▶ _Texto extraído_:
______
“TEMOS UM GOVERNO QUE ASSUMIU A VALORIZAÇÃO DO TERRITÓRIO, A DINAMIZAÇÃO DO INTERIOR E A COESÃO TERRITORIAL COMO PRIORIDADES DA AÇÃO GOVERNATIVA”
Encarando a política como uma forma de “fazer algo positivo”, especialmente “pela terra”, João Paulo Catarino, secretário de Estado da Valorização do Interior destaca o “efeito transformador” que a política pode representar. Expressando a convicção de que nunca houve, como neste Executivo, “esta vontade política para diminuir desigualdades e projetar um território que, embora tendo muito potencial, tem sido por vezes esquecido”, João Paulo Catarino afirma, que a “descentralização representa esse novo paradigma político”. É inegável que os territórios do interior enfrentam um grave problema de despovoamento e reclamam soluções políticas, mas as medidas que este Governo tem procurado implementar desde o início do seu mandato “já produziram efeitos concretos que podem ser vistos e sentidos por aqueles que vivem, estudam, trabalham, visitam e investem no interior”, sublinha. Quanto à verba do Orçamento do Estado, na opinião do secretário de Estado vai “ao encontro das metas que estão definidas para este último ano de mandato”. João Paulo Catarino espera que o trabalho que vai desenvolver possa ser “reconhecido pelos resultados que conseguiu e conseguirá ainda produzir para as populações e para os territórios do interior”, conclui.
O que o levou a enveredar por uma carreira política? O que o fascina na política?
A minha participação política surge com a convicção de que poderia fazer algo de positivo pela minha terra. Aquilo que sempre me fascinou nos cargos públicos é o efeito transformador que a política pode representar. Mais importante do que dispor dos meios para implementar as medidas que nos parecem ser as mais adequadas em cada momento, é a possibilidade de efetivamente poder ver os resultados dessas políticas e poder sentir os efeitos que tiveram no quotidiano dos cidadãos.
______
▶ _Conjunto de registos_:
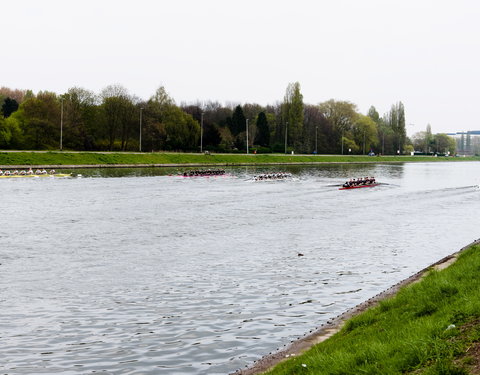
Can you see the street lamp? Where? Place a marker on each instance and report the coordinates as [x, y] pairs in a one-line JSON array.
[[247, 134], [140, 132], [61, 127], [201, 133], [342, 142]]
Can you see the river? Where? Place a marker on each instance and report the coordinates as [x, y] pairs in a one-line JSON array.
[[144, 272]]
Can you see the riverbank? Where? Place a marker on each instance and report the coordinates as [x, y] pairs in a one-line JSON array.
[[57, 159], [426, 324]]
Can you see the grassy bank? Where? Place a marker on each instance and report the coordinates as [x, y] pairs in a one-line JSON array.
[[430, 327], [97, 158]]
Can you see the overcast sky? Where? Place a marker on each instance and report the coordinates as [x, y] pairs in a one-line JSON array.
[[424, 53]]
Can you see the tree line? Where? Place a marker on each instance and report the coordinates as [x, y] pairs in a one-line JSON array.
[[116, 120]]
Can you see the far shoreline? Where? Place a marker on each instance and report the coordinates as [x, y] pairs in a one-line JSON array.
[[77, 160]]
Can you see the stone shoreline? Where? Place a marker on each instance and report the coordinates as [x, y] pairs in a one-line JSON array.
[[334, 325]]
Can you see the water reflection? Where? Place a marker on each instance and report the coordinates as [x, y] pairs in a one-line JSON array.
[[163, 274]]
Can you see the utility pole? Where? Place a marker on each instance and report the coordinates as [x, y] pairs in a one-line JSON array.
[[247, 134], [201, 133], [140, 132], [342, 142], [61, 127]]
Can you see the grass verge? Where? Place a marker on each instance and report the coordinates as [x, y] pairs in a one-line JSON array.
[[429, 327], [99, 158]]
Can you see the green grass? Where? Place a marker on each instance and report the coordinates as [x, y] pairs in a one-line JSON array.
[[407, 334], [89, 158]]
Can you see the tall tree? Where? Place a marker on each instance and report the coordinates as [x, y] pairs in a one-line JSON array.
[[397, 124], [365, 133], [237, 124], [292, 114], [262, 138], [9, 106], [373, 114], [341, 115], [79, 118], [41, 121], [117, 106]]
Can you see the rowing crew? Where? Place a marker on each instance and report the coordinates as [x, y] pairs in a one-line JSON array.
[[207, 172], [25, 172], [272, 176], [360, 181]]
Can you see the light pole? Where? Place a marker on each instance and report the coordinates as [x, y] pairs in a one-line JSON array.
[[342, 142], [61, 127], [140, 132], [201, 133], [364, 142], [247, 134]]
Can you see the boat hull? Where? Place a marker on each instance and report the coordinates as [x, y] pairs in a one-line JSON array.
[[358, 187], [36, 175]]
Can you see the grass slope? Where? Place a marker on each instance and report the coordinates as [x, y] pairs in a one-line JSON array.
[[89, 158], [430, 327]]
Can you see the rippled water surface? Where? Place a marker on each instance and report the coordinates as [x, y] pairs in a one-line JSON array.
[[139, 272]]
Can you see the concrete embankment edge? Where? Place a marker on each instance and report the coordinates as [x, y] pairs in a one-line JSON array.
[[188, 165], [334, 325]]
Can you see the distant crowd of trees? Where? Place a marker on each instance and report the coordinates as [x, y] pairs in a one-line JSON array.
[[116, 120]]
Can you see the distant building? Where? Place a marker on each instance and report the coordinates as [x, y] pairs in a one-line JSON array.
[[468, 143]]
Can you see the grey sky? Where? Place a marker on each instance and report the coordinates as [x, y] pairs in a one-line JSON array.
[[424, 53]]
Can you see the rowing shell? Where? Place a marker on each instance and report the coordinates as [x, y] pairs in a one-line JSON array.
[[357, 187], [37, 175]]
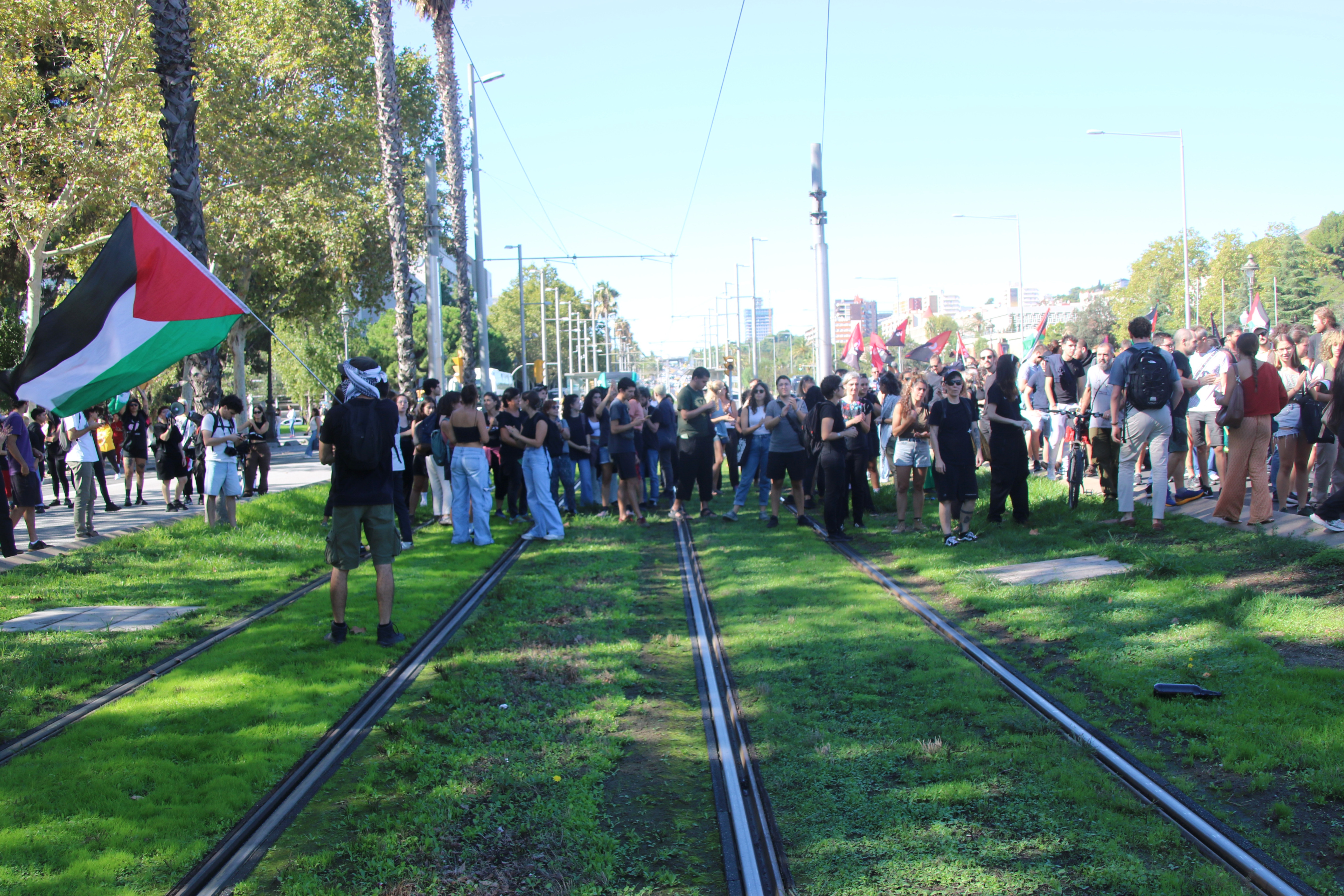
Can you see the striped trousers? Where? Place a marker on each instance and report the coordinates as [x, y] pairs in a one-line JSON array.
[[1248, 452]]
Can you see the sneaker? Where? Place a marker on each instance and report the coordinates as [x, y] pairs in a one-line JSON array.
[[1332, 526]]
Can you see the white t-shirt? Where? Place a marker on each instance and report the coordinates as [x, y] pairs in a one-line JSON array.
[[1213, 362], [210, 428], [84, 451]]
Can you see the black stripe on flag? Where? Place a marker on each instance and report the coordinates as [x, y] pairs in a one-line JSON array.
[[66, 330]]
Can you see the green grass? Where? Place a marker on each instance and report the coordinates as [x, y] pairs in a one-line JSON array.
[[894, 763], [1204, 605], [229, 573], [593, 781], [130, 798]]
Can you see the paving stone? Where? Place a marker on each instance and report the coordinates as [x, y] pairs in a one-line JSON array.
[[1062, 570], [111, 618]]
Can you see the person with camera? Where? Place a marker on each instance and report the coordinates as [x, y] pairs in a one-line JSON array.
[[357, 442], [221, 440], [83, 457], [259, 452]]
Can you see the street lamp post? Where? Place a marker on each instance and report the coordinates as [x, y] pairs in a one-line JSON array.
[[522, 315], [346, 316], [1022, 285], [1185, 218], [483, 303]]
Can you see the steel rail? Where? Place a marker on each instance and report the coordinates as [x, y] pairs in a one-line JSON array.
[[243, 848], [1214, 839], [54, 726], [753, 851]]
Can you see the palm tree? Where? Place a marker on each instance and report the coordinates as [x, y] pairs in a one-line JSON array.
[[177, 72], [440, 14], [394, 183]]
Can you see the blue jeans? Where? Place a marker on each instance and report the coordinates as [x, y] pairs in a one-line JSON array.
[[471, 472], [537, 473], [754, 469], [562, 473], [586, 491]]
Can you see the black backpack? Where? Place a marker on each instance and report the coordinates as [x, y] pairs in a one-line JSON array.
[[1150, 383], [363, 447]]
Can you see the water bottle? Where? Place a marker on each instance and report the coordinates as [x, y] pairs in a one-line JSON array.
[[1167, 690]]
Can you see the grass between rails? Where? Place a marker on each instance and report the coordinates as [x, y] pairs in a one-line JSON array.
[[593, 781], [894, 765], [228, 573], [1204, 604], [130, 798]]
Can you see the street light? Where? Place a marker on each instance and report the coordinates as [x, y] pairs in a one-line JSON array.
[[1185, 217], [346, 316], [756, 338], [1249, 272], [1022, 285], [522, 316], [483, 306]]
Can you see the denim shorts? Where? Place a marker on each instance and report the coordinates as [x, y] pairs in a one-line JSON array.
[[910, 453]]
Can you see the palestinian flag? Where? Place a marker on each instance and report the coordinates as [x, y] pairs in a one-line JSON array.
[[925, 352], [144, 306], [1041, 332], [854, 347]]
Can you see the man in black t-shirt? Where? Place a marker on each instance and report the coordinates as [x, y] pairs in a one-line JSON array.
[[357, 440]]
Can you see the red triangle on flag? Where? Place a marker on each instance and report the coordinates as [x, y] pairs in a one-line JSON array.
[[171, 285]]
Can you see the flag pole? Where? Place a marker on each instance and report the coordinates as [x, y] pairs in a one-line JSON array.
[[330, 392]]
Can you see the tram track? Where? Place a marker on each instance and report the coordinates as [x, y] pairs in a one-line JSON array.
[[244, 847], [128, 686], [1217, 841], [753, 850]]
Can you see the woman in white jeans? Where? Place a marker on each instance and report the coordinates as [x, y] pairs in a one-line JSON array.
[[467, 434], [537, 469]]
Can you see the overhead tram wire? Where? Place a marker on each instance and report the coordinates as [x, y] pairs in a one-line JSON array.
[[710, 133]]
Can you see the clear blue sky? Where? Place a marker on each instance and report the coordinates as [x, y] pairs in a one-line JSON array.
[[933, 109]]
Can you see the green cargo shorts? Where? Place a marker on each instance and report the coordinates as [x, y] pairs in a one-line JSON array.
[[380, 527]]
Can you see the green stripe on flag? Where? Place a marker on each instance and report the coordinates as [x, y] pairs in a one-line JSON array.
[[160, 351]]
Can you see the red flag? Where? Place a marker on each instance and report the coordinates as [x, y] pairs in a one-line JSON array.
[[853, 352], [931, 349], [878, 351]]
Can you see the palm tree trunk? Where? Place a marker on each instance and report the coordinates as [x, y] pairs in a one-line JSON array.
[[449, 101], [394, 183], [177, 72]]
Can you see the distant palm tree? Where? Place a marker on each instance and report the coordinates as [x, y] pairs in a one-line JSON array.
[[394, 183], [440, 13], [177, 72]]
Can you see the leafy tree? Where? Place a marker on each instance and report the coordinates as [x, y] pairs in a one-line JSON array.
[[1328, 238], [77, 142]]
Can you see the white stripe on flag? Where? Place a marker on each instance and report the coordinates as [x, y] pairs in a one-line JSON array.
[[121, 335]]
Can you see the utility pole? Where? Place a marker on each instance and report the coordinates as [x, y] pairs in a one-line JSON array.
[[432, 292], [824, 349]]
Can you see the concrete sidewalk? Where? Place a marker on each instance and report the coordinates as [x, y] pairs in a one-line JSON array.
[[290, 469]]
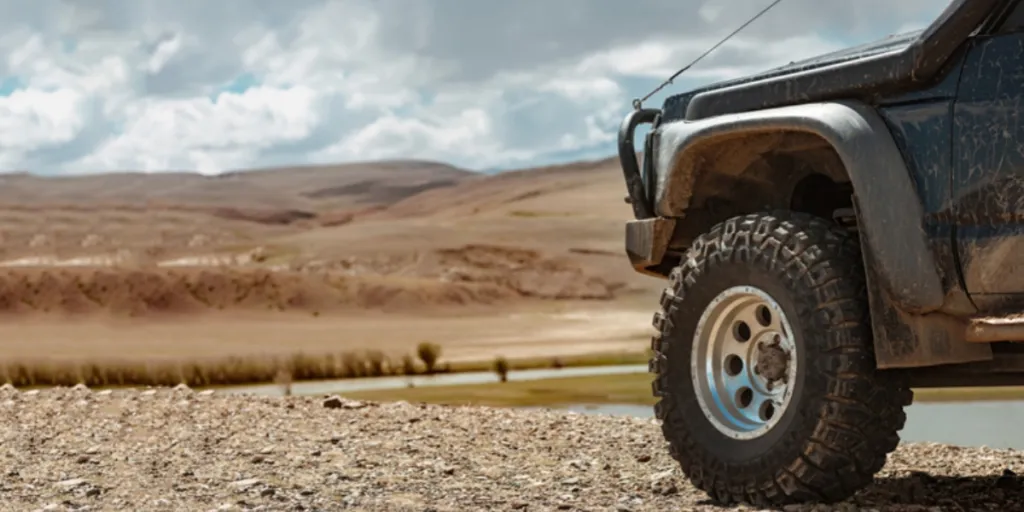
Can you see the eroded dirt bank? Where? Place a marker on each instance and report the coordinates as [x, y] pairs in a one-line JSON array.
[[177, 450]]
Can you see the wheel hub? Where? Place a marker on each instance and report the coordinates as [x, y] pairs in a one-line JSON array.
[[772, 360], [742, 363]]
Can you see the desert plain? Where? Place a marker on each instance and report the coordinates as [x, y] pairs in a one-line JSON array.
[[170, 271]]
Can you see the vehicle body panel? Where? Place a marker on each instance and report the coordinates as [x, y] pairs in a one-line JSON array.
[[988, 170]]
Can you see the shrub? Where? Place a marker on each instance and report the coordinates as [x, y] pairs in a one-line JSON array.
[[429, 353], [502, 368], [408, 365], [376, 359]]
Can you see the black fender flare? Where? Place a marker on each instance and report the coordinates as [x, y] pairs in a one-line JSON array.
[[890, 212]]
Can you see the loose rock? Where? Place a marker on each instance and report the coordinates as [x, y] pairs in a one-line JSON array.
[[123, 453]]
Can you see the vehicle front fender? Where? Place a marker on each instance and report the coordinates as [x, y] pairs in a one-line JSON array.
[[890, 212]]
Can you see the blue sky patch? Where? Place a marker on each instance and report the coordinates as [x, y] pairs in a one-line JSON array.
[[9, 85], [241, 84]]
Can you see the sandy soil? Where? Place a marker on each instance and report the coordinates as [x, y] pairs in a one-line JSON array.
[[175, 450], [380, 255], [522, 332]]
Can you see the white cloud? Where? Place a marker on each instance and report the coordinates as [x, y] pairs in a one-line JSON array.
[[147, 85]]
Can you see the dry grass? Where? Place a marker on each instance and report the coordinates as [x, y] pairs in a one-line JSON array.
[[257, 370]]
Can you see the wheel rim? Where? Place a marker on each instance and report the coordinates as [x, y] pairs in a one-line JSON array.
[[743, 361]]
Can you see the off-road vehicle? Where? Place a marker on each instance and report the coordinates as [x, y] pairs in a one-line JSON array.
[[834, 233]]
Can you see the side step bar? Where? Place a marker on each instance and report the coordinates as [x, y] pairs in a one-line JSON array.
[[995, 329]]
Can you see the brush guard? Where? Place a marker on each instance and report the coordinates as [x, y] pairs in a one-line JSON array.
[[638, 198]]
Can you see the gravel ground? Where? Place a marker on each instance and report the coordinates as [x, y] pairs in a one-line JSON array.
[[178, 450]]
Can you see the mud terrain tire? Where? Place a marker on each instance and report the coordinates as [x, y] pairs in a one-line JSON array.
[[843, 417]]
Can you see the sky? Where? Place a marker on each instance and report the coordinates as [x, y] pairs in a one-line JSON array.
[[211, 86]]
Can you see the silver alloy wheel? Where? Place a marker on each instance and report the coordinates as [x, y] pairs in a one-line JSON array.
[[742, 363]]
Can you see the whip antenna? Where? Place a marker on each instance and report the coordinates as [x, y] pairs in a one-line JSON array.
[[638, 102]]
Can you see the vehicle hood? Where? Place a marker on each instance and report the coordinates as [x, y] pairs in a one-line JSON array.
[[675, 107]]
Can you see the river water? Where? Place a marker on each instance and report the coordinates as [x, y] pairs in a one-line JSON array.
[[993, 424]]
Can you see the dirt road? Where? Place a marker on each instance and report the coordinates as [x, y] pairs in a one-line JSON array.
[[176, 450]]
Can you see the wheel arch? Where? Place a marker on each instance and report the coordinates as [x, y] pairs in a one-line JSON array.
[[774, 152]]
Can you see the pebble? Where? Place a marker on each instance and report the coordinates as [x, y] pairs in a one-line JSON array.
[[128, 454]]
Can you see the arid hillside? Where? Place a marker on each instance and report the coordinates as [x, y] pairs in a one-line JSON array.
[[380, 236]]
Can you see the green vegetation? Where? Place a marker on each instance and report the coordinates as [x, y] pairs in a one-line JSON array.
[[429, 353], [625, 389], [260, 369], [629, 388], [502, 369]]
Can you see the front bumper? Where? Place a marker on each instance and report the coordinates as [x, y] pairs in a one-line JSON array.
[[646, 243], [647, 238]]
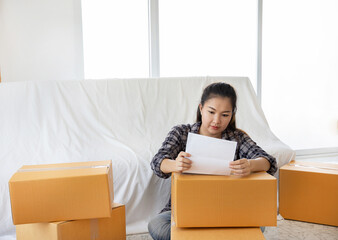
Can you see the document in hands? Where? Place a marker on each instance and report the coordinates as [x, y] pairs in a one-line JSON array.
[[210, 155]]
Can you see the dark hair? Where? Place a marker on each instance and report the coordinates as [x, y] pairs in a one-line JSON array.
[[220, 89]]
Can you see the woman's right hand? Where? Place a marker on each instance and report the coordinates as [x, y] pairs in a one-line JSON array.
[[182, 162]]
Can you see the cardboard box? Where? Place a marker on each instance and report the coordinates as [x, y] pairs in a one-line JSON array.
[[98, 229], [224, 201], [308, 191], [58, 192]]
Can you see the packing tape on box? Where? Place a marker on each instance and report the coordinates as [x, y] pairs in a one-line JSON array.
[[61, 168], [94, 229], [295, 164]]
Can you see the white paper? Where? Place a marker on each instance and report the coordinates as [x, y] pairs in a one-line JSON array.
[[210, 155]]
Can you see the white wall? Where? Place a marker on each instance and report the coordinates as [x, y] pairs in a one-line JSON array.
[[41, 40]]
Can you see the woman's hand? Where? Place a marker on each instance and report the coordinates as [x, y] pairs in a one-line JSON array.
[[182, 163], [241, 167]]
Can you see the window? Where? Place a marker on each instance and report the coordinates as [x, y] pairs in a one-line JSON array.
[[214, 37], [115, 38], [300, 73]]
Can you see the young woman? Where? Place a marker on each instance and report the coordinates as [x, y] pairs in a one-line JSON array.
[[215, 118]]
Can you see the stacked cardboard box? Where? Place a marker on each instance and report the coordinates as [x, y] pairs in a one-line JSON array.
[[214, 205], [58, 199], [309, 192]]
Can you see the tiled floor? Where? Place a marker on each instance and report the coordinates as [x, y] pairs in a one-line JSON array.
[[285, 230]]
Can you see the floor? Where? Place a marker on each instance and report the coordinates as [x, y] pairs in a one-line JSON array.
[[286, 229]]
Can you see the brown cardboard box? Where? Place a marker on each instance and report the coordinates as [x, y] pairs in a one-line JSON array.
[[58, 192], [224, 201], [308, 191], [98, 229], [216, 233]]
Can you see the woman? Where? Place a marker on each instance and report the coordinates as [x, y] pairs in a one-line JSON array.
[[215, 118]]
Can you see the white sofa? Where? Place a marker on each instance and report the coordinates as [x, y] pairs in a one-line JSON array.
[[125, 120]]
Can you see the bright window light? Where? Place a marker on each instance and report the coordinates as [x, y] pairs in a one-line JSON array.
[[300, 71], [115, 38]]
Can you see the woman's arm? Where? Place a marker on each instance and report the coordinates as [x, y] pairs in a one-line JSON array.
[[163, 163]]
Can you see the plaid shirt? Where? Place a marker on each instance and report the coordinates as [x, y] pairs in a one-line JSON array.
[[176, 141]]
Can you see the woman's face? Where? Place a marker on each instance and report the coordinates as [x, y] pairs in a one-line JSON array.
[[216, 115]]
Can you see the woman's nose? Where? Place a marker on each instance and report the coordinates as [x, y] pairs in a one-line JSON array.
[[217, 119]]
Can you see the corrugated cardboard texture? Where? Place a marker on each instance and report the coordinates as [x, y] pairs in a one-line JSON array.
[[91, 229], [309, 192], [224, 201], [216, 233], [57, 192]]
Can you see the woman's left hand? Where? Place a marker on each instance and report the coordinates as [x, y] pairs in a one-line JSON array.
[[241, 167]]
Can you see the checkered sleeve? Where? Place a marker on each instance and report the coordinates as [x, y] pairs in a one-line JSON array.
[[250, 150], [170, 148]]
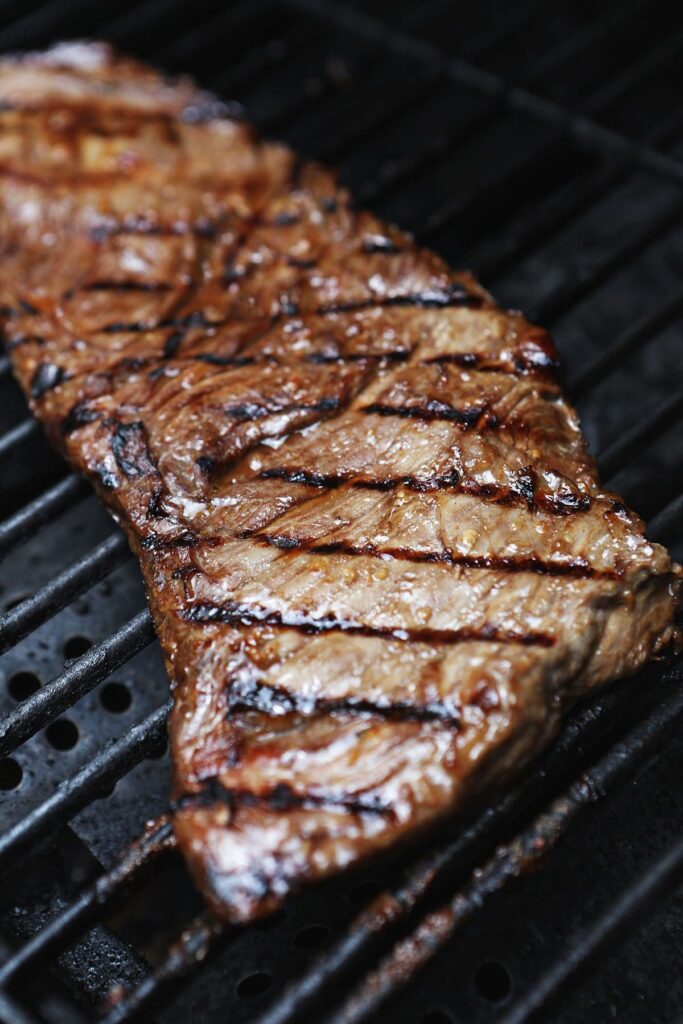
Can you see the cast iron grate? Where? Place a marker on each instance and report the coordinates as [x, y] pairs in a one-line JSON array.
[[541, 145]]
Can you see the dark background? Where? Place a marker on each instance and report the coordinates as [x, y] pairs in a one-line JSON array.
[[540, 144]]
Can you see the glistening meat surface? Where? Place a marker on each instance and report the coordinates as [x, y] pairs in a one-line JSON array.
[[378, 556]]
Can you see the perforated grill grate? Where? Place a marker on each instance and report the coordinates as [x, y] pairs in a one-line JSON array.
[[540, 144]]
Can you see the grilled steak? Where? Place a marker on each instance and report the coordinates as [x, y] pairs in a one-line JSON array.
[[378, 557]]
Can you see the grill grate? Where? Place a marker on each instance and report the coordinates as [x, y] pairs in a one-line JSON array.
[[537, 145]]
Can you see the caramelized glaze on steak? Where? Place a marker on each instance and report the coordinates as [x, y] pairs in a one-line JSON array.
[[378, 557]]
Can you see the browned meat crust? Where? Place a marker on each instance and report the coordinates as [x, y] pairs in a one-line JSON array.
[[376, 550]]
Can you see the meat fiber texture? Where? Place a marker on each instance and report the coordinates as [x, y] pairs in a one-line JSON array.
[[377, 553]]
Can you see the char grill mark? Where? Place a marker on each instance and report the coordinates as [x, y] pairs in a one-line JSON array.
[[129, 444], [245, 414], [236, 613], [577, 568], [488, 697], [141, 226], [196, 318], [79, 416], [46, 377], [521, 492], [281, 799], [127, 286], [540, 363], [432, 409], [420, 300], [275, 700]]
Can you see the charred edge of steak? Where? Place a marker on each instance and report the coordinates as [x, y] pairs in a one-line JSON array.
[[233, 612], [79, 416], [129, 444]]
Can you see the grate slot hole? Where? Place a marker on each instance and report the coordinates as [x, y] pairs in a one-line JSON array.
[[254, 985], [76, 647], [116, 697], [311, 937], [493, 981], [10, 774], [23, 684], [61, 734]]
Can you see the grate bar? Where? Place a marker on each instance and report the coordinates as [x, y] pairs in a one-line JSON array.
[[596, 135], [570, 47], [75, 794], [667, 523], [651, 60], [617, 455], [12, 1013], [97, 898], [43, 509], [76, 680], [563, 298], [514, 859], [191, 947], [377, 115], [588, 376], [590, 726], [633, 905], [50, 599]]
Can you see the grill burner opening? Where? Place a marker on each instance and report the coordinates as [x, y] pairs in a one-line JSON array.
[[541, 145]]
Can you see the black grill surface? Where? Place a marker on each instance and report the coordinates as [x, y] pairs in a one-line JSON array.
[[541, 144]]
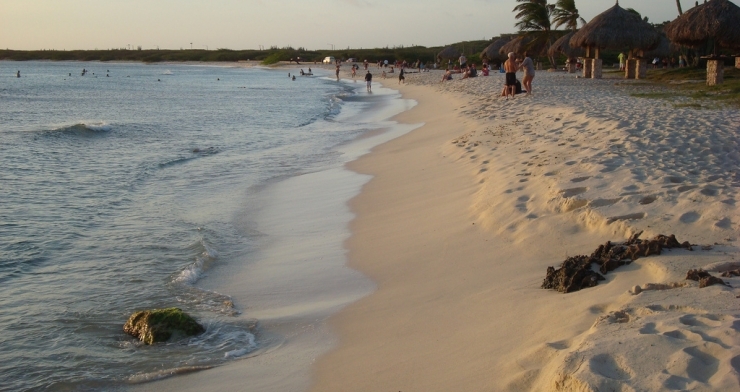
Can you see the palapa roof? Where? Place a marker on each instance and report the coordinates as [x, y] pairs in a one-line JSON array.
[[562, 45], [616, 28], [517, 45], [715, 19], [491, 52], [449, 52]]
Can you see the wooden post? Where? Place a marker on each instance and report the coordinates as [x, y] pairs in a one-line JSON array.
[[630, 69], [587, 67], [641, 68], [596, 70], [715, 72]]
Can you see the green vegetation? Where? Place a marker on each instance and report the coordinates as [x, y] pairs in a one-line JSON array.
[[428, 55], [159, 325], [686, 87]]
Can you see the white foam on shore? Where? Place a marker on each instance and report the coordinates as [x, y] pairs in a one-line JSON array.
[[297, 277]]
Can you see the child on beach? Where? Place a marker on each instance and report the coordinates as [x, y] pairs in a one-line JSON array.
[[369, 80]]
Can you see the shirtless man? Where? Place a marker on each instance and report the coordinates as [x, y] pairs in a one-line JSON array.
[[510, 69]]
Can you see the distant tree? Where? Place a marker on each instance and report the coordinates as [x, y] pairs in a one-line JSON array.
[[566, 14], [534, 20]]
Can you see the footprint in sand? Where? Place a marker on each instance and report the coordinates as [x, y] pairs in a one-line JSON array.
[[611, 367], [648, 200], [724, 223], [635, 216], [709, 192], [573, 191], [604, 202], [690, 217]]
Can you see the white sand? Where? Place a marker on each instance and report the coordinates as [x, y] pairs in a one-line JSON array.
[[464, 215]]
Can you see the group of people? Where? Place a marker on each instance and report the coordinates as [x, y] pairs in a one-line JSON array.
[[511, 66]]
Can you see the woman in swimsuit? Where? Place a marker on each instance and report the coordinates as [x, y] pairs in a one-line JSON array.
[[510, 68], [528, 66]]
______
▶ _Problema proposto 1_: Segundo a entrevista, que cargo ocupa João Paulo Catarino?
▶ _Problema proposto 2_: Por favor, reproduza o trecho da entrevista desde "O que o levou" até "quotidiano dos cidadãos.", inclusive.
Os registos não fazem falta aqui.

▶ _Resposta correta 1_: Secretário de Estado da Valorização do Interior.

▶ _Resposta correta 2_:
O que o levou a enveredar por uma carreira política? O que o fascina na política?
A minha participação política surge com a convicção de que poderia fazer algo de positivo pela minha terra. Aquilo que sempre me fascinou nos cargos públicos é o efeito transformador que a política pode representar. Mais importante do que dispor dos meios para implementar as medidas que nos parecem ser as mais adequadas em cada momento, é a possibilidade de efetivamente poder ver os resultados dessas políticas e poder sentir os efeitos que tiveram no quotidiano dos cidadãos.